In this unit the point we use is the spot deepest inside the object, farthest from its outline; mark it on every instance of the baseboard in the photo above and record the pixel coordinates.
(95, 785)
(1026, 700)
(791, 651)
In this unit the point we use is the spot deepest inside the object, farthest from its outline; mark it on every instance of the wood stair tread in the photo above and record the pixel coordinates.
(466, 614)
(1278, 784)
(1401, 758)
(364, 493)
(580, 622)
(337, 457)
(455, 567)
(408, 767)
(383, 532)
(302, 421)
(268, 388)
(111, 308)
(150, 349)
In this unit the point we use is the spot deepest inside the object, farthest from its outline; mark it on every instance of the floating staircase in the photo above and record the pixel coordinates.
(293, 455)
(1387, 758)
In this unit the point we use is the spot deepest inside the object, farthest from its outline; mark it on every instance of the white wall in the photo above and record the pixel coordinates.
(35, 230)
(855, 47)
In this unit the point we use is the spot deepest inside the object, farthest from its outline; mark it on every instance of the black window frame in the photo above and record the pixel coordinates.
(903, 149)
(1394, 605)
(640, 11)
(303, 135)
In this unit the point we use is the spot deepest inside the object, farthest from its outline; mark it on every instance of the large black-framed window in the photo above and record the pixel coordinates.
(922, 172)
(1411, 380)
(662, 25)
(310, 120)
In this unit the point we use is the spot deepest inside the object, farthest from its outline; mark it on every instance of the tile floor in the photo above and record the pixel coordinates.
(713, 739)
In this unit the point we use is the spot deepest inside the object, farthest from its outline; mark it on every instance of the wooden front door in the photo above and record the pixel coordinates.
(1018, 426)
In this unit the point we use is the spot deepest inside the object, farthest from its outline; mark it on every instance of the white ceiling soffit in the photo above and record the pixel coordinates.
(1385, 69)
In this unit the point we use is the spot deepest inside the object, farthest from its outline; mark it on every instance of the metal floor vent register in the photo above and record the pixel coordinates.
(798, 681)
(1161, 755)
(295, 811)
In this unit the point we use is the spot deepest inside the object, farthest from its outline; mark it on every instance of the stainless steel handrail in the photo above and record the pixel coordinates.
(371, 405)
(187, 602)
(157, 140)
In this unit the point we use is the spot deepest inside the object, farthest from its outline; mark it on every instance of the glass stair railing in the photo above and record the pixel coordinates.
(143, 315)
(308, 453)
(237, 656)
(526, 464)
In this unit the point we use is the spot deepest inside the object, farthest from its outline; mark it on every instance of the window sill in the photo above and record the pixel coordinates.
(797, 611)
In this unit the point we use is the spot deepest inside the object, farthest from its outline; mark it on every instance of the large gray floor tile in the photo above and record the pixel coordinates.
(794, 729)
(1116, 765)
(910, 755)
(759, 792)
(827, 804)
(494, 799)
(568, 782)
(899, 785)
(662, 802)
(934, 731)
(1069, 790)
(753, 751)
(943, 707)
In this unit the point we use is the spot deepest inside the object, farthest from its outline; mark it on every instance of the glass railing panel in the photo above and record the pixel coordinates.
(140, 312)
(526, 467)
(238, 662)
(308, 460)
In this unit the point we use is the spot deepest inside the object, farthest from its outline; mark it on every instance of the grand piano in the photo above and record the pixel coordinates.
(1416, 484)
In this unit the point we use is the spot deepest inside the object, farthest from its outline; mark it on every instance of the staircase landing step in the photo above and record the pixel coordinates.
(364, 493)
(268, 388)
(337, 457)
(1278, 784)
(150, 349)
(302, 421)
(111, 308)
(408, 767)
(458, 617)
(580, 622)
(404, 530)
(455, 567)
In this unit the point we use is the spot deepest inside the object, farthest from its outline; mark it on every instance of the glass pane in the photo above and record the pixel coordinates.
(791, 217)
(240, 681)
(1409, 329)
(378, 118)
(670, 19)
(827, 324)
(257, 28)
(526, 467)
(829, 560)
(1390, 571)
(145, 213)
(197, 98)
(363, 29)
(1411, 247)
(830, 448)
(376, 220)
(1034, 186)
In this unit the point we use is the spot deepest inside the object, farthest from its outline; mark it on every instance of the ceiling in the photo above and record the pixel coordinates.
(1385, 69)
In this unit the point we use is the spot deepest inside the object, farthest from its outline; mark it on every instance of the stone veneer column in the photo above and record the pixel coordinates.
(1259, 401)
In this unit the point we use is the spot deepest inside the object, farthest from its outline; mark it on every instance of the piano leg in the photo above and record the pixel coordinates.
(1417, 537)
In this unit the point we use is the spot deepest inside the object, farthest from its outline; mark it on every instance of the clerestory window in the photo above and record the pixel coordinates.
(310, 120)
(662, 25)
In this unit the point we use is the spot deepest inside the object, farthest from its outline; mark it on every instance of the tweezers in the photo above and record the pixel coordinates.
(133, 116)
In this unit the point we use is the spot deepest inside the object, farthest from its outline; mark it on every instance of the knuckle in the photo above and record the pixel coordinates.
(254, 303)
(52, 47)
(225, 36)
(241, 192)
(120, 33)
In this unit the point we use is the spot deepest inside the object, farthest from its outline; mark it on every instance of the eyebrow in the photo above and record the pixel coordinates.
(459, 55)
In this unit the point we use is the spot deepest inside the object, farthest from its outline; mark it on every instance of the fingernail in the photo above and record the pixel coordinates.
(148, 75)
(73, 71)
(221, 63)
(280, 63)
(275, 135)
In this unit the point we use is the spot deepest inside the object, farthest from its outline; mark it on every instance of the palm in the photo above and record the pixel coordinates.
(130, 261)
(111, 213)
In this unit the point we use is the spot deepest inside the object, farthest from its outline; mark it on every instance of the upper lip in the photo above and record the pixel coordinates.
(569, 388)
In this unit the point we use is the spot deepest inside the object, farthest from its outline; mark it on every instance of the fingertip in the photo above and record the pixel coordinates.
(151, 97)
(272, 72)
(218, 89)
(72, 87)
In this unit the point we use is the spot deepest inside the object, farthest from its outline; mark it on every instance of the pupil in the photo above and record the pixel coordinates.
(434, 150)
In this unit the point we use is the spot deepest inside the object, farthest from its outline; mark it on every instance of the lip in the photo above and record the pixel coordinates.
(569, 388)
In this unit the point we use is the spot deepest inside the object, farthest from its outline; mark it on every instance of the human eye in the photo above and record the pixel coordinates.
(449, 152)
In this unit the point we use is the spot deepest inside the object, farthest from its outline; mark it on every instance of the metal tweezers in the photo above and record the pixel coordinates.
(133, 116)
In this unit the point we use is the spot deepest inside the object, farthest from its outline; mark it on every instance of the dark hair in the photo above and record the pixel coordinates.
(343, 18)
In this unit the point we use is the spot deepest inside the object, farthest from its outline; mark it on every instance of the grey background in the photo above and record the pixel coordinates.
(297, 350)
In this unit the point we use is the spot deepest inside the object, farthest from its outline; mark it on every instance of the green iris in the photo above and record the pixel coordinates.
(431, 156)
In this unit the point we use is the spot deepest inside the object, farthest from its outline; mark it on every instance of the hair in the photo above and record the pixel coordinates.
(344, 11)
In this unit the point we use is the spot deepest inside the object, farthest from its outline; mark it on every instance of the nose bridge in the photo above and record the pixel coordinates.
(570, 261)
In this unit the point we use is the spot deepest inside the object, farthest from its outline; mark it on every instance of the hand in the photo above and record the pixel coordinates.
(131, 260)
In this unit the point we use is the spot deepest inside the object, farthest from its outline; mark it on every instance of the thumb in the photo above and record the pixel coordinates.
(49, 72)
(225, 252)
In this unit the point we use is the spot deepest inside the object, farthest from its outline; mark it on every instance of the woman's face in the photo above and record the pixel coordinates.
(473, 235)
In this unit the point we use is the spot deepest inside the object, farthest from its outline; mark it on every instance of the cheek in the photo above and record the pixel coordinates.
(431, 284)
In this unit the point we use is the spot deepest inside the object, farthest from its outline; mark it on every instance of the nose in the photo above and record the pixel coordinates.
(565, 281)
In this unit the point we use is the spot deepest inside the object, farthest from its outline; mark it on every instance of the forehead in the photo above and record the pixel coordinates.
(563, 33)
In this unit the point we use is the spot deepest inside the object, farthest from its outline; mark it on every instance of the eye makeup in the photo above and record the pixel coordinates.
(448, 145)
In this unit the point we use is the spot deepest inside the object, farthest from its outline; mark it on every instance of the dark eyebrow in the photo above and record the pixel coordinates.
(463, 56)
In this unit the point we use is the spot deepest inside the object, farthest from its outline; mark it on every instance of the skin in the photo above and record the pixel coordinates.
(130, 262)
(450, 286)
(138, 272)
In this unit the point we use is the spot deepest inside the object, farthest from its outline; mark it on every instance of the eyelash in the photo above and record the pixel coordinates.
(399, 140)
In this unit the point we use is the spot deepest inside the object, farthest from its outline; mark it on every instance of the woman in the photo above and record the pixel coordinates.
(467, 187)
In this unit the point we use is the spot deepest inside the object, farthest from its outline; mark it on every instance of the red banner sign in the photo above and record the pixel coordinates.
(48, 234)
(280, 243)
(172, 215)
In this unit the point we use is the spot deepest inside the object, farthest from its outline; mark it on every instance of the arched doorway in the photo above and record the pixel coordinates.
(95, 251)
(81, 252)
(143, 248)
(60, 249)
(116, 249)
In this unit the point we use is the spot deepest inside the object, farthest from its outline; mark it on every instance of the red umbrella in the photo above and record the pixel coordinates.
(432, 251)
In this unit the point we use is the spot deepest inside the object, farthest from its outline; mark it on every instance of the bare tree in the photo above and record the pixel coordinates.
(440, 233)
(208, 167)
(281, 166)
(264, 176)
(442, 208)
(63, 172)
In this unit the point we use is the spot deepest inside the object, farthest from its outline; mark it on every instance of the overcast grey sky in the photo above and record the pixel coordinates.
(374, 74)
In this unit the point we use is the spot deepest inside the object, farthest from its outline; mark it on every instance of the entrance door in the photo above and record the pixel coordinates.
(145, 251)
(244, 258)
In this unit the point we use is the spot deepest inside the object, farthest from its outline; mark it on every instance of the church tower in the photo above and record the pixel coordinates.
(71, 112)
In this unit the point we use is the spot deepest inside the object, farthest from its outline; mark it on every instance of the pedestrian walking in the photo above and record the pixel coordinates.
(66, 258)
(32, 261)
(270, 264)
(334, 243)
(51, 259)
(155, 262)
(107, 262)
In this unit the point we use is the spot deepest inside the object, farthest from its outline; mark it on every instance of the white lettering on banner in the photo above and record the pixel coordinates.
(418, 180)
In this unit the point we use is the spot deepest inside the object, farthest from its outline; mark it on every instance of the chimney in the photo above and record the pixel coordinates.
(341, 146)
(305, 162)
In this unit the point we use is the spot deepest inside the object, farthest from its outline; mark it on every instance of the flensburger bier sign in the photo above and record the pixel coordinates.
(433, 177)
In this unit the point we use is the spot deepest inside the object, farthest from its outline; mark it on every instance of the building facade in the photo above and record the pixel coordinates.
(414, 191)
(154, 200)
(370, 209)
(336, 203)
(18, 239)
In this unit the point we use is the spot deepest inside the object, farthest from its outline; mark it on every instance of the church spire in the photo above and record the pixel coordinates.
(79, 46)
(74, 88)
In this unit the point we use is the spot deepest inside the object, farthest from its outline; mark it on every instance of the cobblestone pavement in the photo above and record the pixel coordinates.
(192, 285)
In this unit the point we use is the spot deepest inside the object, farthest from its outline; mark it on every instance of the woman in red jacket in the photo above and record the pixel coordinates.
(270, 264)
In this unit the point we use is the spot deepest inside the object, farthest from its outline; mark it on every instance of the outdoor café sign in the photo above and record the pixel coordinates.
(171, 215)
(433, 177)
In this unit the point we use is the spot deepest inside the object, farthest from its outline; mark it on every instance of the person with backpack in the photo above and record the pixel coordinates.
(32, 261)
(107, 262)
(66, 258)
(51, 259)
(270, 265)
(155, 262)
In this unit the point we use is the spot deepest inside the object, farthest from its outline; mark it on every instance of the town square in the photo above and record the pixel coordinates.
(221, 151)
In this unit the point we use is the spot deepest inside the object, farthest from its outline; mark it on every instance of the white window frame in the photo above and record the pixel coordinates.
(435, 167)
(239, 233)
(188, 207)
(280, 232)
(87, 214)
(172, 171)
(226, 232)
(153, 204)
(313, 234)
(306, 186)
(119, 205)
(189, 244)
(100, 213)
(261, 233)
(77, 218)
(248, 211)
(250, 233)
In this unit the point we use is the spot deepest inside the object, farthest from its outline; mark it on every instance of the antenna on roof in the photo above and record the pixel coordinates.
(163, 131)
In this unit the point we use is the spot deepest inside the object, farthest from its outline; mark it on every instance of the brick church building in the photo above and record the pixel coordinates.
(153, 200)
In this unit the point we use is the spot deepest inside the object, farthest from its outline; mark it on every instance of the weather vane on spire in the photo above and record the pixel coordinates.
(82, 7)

Direction: Rewrite the records, from the first line through the line containing "(1387, 758)", as a Markdown table with the columns Row and Text, numbering each line in Row and omitting any blank lines.

Written answer:
| Row | Text |
|---|---|
| 1 | In this unit the point we use is the spot deepest inside the object, farthest from its outline; mark it on every instance of the baseboard in the photo above and record the pixel coordinates. |
| 2 | (95, 785) |
| 3 | (1026, 700) |
| 4 | (791, 651) |
| 5 | In this unit the point we use is the spot deepest inside the object, farthest from its outline; mark it on every instance of the wood stair tread in the photo above and record the pixel coordinates. |
| 6 | (466, 614) |
| 7 | (1278, 784) |
| 8 | (1401, 758) |
| 9 | (364, 493) |
| 10 | (580, 622) |
| 11 | (337, 457) |
| 12 | (455, 567) |
| 13 | (408, 767) |
| 14 | (383, 532) |
| 15 | (302, 421) |
| 16 | (268, 388) |
| 17 | (111, 308) |
| 18 | (150, 349) |
| 19 | In this unit the point we use is the spot deepest inside the object, farthest from its outline; mark it on every instance of the floating staircase in the photo above and record the pixel coordinates. |
| 20 | (293, 455) |
| 21 | (1387, 758) |